-------- Texte d'étude --------

Geneviève Cadieux | Wild is the wind

2024 | GENEVIÈVE CADIEUX
WILD IS THE WIND
MONTRÉAL
12 sept - 22 oct 2024



Geneviève Cadieux - Le lieu de l'esprit, 2024
Impressions numériques sur papier Canson, relevées à la feuille d’or, à la feuille de paladium et aux feuilles colorées d’argent / Digital print on Canson paper, enhanced with gold leaf, paladium leaf and colored silver leaves.

Blouin Division se ravit d’accueillir Wild is the Wind, une exposition présentant les nouvelles œuvres de Geneviève Cadieux.

-------- Données brutes --------

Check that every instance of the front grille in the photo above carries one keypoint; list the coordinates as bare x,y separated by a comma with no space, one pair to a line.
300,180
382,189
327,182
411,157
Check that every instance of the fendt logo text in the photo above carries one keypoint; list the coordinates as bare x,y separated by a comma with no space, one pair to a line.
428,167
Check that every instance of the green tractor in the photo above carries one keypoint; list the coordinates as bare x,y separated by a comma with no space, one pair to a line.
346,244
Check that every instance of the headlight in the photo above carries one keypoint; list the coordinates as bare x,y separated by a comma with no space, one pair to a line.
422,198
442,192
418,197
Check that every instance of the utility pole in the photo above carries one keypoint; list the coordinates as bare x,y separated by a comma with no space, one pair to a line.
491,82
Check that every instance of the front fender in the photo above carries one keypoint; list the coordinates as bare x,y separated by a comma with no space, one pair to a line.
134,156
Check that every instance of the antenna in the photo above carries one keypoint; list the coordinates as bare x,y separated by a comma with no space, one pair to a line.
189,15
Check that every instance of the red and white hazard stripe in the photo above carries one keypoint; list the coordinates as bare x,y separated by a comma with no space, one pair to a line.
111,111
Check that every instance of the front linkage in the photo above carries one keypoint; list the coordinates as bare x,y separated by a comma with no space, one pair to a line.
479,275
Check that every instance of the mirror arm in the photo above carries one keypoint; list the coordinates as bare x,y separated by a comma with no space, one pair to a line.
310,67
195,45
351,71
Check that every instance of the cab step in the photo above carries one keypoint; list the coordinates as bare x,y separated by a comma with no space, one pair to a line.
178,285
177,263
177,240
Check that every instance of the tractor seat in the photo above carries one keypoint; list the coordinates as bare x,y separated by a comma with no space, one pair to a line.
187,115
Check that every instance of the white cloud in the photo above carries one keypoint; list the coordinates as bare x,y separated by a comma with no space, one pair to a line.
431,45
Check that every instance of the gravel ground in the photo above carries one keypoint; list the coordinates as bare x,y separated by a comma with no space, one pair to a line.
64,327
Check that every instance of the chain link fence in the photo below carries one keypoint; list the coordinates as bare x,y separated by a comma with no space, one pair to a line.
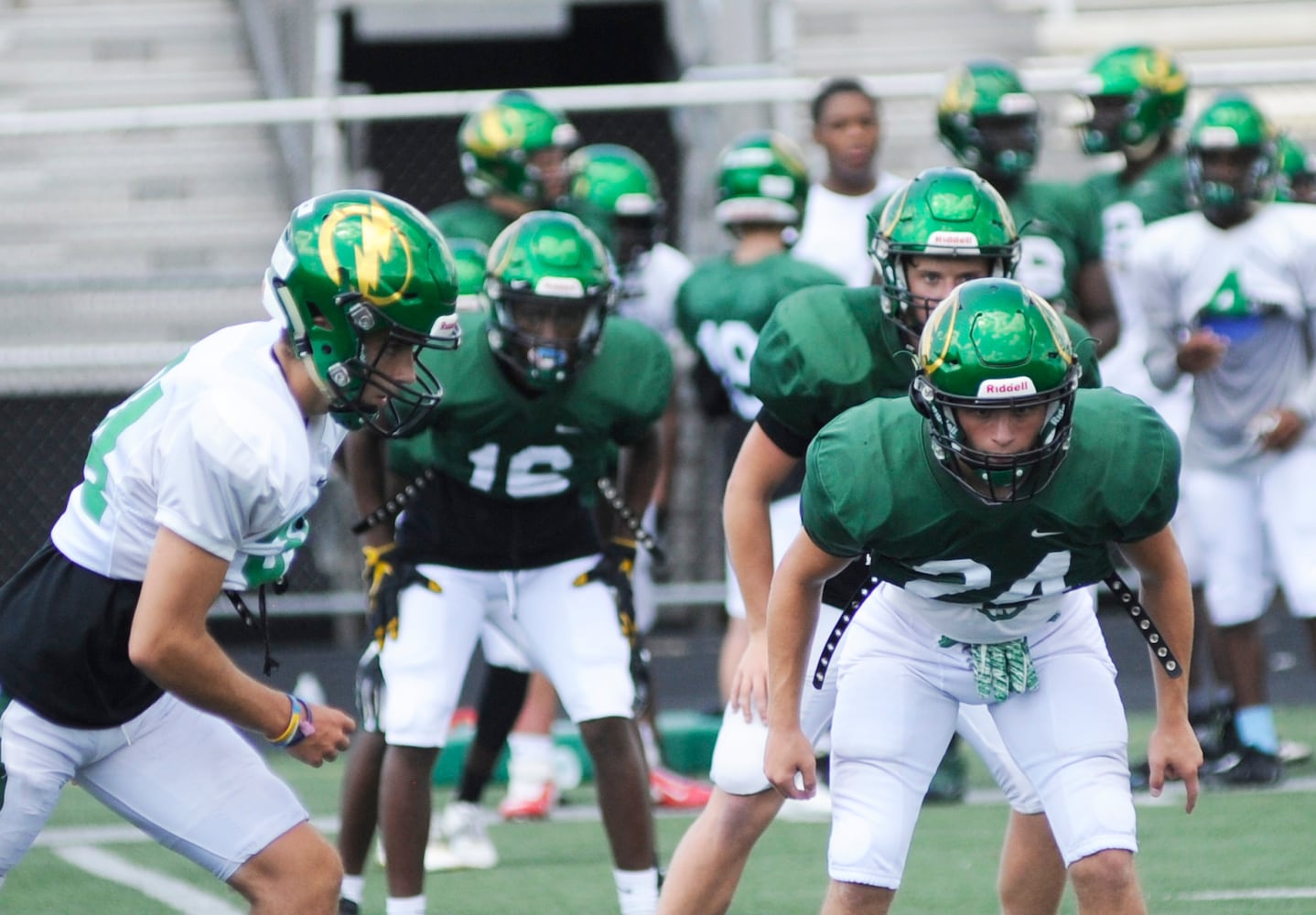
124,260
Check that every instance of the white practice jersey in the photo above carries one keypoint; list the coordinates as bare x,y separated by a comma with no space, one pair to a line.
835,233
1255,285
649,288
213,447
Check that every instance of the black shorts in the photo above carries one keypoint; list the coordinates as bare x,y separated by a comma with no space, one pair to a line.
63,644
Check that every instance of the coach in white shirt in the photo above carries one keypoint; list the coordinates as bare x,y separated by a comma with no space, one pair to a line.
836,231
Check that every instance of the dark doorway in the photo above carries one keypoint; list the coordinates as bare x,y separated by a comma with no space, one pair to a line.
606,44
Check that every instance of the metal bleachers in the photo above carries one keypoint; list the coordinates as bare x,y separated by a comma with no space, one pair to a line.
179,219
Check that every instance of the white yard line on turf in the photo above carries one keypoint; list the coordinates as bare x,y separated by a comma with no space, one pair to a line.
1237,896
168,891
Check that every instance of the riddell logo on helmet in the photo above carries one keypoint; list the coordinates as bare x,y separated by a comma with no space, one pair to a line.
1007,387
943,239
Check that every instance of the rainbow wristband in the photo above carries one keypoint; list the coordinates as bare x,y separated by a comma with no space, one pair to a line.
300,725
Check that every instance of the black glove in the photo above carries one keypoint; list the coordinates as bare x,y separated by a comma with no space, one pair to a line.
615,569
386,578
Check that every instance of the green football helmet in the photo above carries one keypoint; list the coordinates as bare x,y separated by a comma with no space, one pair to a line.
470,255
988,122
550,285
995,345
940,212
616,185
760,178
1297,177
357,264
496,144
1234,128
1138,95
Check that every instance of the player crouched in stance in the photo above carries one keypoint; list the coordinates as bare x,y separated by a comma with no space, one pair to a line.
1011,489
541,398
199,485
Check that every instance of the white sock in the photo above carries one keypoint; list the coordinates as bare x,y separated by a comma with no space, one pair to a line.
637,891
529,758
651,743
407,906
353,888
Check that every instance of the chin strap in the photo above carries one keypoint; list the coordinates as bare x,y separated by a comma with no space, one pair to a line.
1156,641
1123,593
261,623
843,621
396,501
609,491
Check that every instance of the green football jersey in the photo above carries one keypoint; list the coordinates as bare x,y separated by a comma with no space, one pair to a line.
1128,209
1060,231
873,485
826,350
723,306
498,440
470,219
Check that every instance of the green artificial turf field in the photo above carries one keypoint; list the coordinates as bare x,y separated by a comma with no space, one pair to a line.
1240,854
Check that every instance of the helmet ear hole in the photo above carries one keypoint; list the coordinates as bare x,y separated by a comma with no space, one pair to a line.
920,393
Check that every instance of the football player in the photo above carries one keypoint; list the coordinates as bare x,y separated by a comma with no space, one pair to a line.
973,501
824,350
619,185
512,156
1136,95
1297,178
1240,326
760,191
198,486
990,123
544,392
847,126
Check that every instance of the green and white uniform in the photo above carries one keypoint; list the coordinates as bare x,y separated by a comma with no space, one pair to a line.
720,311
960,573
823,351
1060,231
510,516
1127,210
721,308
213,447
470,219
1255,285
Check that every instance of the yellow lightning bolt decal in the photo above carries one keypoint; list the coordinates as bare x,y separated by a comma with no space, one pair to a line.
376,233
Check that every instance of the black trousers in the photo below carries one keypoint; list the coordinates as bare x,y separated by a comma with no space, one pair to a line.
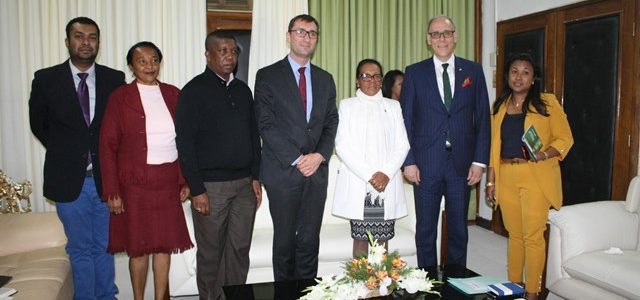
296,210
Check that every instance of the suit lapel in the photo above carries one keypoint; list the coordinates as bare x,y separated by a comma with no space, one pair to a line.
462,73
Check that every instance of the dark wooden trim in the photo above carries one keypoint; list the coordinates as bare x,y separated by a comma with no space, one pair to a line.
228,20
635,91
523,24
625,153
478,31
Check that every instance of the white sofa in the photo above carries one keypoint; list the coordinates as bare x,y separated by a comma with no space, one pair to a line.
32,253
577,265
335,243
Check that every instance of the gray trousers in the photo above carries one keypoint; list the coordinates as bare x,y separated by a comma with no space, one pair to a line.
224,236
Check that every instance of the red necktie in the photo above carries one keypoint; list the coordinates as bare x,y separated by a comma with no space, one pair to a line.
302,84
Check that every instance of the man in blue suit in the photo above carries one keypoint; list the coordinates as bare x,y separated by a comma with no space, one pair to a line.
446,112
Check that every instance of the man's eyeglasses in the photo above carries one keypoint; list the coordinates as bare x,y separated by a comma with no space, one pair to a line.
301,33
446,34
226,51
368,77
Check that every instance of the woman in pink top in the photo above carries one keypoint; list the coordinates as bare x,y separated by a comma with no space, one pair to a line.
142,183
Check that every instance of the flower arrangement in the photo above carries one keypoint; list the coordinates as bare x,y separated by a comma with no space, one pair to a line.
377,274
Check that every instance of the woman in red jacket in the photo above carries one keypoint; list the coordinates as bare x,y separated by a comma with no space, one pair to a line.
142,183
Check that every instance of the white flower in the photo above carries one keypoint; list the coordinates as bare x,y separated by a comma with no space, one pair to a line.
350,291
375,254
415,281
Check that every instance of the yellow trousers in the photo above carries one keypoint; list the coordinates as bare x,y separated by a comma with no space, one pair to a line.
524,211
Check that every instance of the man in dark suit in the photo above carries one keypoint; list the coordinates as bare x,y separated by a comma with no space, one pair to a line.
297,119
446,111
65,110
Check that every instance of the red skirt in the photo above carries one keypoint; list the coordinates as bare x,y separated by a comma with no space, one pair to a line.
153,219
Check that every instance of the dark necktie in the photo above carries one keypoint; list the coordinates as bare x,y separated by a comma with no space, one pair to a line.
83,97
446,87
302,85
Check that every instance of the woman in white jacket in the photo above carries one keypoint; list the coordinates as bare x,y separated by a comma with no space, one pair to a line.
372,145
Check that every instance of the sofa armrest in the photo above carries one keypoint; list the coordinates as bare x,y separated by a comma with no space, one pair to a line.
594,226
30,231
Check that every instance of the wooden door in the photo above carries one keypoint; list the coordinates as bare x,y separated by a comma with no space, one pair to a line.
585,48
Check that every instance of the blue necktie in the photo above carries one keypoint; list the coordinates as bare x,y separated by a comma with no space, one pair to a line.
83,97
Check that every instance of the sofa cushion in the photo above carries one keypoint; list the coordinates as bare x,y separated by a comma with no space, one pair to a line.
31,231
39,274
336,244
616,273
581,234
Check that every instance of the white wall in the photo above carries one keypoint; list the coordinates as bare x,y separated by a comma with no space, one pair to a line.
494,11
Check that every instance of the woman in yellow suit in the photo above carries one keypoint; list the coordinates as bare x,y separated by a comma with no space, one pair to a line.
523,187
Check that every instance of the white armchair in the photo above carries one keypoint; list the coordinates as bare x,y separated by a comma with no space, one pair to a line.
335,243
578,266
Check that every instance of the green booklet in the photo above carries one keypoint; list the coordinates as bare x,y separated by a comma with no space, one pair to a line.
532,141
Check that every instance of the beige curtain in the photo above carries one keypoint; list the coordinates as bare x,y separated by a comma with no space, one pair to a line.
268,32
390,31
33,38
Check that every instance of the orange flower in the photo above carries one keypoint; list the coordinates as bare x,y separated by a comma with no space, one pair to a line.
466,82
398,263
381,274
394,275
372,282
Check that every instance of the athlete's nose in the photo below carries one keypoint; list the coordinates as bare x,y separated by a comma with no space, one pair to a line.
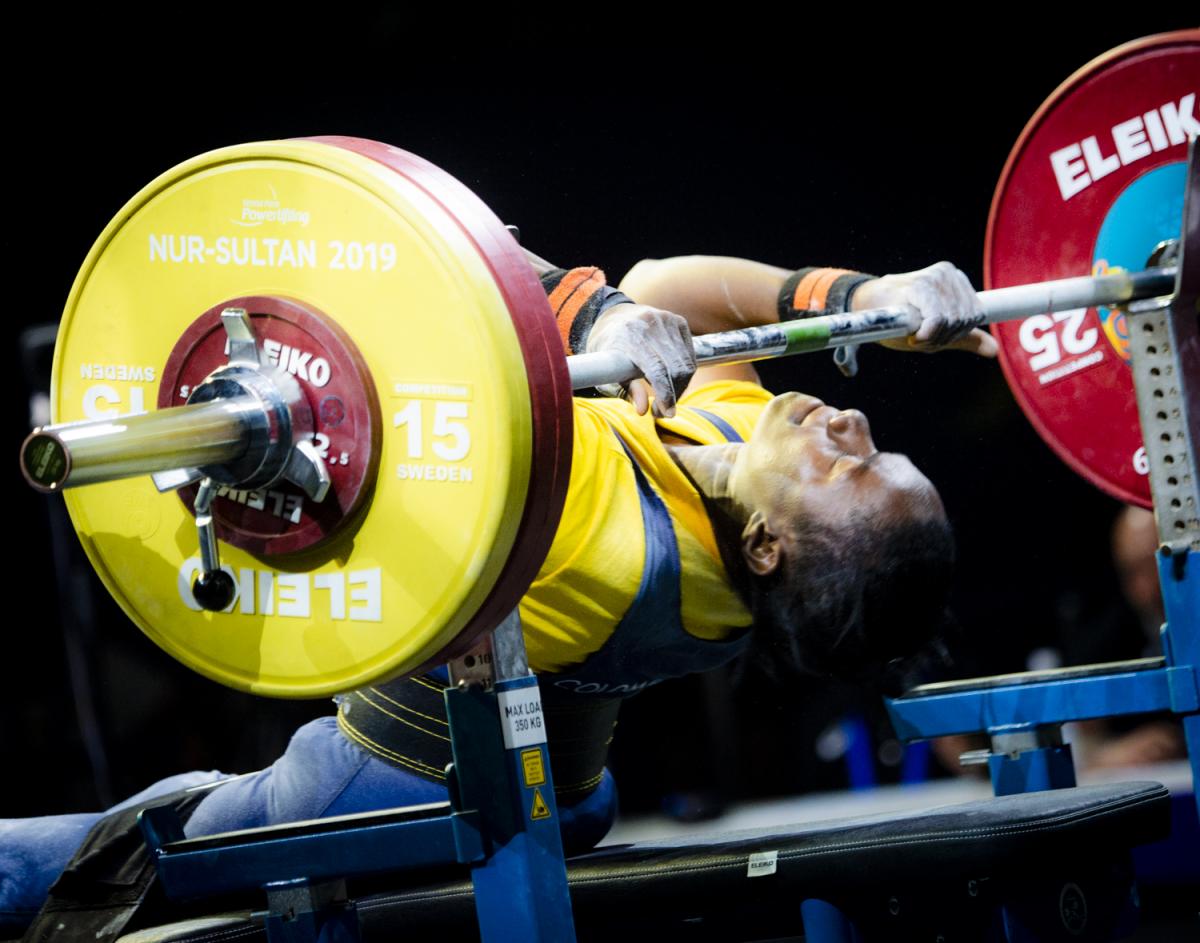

--------

Consigne: Poursuivez le texte sur l'exposition Wild is the Wind de Geneviève Cadieux après sa dernière phrase.

Réponse finale:
Comment faire voir les passions, sans passer par la représentation des êtres qui en sont affectés ? Quelles images pourront incarner le souffle qui nous anime, le flux de nos pensées, les émotions qui nous agitent ? Par quels chemins visuels le désir peut-il se mouvoir en moi et me mouvoir ? Avec l’exposition Wild Is the Wind, Geneviève Cadieux nous invite à l’exploration inédite d’un territoire à la fois intime et insondable, qu’elle nomme « le lieu de l’esprit ». Aucune Carte du Tendre ne peut nous aider à naviguer en de telles contrées qui se dérobent à toute capture : il faut plutôt se livrer soi-même à la force magnétique de quelques emblèmes, phrases, échos et flashes lumineux, qui nous guideront telles des boussoles.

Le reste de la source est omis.